> Problem to work on
Give every entry again, word for word.

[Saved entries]
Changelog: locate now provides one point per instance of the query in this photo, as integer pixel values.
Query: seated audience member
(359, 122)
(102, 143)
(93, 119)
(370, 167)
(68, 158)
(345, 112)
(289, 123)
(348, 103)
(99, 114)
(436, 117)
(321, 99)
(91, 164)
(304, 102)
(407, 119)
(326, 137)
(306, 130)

> Answer
Changelog: locate now provides one point per instance of the query in this photo, as integer pixel values.
Query: seated audience member
(359, 122)
(102, 143)
(93, 119)
(370, 167)
(68, 158)
(345, 112)
(289, 123)
(348, 103)
(99, 114)
(436, 117)
(321, 99)
(91, 164)
(304, 102)
(407, 119)
(326, 137)
(306, 130)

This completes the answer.